**Activity**
Each entry must be output exactly as it appears.
--- Record set ---
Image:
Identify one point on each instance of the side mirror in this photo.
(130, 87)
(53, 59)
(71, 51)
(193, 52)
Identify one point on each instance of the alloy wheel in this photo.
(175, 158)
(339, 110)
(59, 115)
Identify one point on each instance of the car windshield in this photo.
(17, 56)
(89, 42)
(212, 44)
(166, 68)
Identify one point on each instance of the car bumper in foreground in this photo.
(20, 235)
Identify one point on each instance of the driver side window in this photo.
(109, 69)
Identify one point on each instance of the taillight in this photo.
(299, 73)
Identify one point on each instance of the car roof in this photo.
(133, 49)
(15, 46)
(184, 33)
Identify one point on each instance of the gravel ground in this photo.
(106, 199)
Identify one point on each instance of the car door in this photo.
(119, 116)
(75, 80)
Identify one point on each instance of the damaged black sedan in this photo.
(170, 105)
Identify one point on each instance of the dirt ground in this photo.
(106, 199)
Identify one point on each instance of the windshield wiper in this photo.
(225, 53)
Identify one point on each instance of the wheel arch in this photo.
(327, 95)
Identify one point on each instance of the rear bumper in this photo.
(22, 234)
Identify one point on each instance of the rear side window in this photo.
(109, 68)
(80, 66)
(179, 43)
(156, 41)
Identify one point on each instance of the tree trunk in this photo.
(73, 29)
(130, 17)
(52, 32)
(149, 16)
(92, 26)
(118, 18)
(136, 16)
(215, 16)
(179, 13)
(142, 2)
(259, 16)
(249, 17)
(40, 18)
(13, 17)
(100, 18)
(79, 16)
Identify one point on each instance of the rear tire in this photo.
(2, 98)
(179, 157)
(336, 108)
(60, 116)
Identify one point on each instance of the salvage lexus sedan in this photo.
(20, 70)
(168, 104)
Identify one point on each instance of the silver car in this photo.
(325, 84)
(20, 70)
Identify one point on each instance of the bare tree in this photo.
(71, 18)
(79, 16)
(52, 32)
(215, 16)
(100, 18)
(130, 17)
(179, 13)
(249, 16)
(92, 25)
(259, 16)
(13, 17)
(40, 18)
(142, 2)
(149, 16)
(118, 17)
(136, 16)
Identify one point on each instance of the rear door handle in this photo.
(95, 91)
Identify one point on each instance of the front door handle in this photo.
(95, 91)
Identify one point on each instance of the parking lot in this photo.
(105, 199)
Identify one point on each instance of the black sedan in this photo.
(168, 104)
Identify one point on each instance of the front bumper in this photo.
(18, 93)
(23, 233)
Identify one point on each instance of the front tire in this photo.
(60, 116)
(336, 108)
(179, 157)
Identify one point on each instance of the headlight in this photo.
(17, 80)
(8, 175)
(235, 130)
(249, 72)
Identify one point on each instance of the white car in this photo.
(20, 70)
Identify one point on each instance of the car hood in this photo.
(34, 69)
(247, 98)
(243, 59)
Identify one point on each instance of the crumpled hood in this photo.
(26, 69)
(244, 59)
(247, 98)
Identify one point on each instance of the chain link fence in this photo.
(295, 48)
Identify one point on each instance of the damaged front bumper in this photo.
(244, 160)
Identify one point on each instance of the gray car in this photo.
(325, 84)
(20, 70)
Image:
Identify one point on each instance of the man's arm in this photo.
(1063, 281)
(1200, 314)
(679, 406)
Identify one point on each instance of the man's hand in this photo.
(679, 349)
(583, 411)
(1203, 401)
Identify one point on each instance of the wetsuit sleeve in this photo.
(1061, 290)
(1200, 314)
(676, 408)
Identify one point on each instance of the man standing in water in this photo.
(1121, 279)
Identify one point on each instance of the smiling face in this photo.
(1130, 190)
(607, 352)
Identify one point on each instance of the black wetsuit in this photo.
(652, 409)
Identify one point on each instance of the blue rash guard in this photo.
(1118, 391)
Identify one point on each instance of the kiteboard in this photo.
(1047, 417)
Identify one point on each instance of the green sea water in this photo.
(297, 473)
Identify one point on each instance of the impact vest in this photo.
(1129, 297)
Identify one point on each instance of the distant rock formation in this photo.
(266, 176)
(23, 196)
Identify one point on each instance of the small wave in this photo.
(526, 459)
---
**Answer below**
Image:
Identify one point on each instance of the side mirror in this photo.
(130, 87)
(53, 59)
(71, 51)
(193, 52)
Identify one point on each instance of the alloy wheel in this photo.
(175, 158)
(339, 110)
(59, 115)
Identify one point on each instance of the car windshield in this photo.
(17, 56)
(89, 42)
(212, 44)
(166, 68)
Identify one point on each instance of the car bumper in foreground in this photo.
(20, 235)
Identify one point on each instance of the driver side window in this photo.
(109, 69)
Identify one point on each instance of the taillight in this photo.
(299, 73)
Identify one point on each instance of the car roof in this photo.
(133, 49)
(15, 46)
(184, 33)
Identify one point on each instance of the gravel ground in this photo.
(106, 199)
Identify one point on each instance of the car door in this photo.
(119, 116)
(75, 80)
Identify one point on each instance of the damaged black sedan in this photo.
(170, 105)
Identify one point on each instance of the dirt ground in this photo.
(106, 199)
Identify one point on each instance of the windshield wiper in this photo.
(225, 53)
Identify one point on each instance of the wheel arch in this photo.
(327, 95)
Identify one point on each instance of the rear bumper in this photo.
(22, 234)
Identify one point on each instance of the rear side window in this photo.
(109, 68)
(80, 66)
(179, 43)
(156, 41)
Identify one point on each instance of the tree trunk in this photo.
(73, 29)
(130, 17)
(52, 32)
(149, 16)
(92, 26)
(118, 18)
(136, 16)
(215, 16)
(179, 13)
(142, 2)
(259, 16)
(249, 17)
(40, 18)
(13, 17)
(100, 18)
(79, 16)
Identify one point on each instance of the rear tire in this photo.
(2, 98)
(179, 157)
(336, 108)
(60, 116)
Identify one point on each instance of the salvage lexus sedan in this photo.
(20, 70)
(168, 104)
Identify one point on each instance of the silver car in this photo.
(325, 84)
(20, 70)
Identify one point on each instance of the bare tree in this photo.
(71, 18)
(79, 16)
(52, 32)
(215, 16)
(100, 18)
(130, 17)
(179, 13)
(249, 16)
(92, 25)
(259, 16)
(13, 17)
(40, 18)
(142, 2)
(149, 16)
(118, 17)
(136, 16)
Identify one point on each instance of the rear door handle in this photo.
(95, 91)
Identify one point on each instance of the front door handle in this photo.
(95, 91)
Identify one point on each instance of the parking lot in this photo.
(105, 199)
Identify one point on each instance of the black sedan in this photo.
(168, 104)
Identify one point on each instance of the front bumper in this photo.
(18, 93)
(23, 233)
Identify one point on each instance of the front tire in this photo.
(60, 116)
(336, 108)
(179, 157)
Identify one point on each instance of the headlight in this photo.
(17, 80)
(8, 175)
(235, 130)
(249, 72)
Identify one point on each instance of the white car in this photo.
(20, 70)
Identify one point on each instance of the car hood in this photo.
(34, 69)
(247, 98)
(243, 59)
Identify one point on each instance of the crumpled hood in this photo.
(26, 69)
(244, 59)
(247, 98)
Identify one point on each instance of the chain link fence in this photo.
(295, 48)
Identify one point on each instance of the damaged front bumper in this photo.
(244, 160)
Identify one point on each instance of the gray car in this photo.
(325, 84)
(20, 70)
Image:
Identify one point on each instance of the man's arm in this photo.
(1063, 281)
(1200, 314)
(679, 406)
Identify one point on each instance of the man's hand in this photo.
(679, 349)
(583, 411)
(1203, 401)
Identify one point on each instance of the wetsuit sleeve in this photo.
(1061, 290)
(1200, 314)
(676, 408)
Identify one point on each instance of the man standing in water in this photo.
(1121, 279)
Identify one point on each instance of the smiling face in this photo.
(1130, 190)
(607, 352)
Identify one point on each instance of the black wetsuit in this photo.
(652, 409)
Identify one point on each instance of the blue rash guard in this photo.
(1118, 391)
Identify one point on each instance of the kiteboard in this photo.
(1047, 417)
Identify one point on each instance of the green sea water in this photo.
(297, 473)
Identify one point on each instance of the impact vest in this photo.
(1129, 297)
Identify one point on each instance of the distant rock formation in this photo.
(266, 176)
(23, 196)
Identify one point on each instance of the small wave in this photo.
(526, 459)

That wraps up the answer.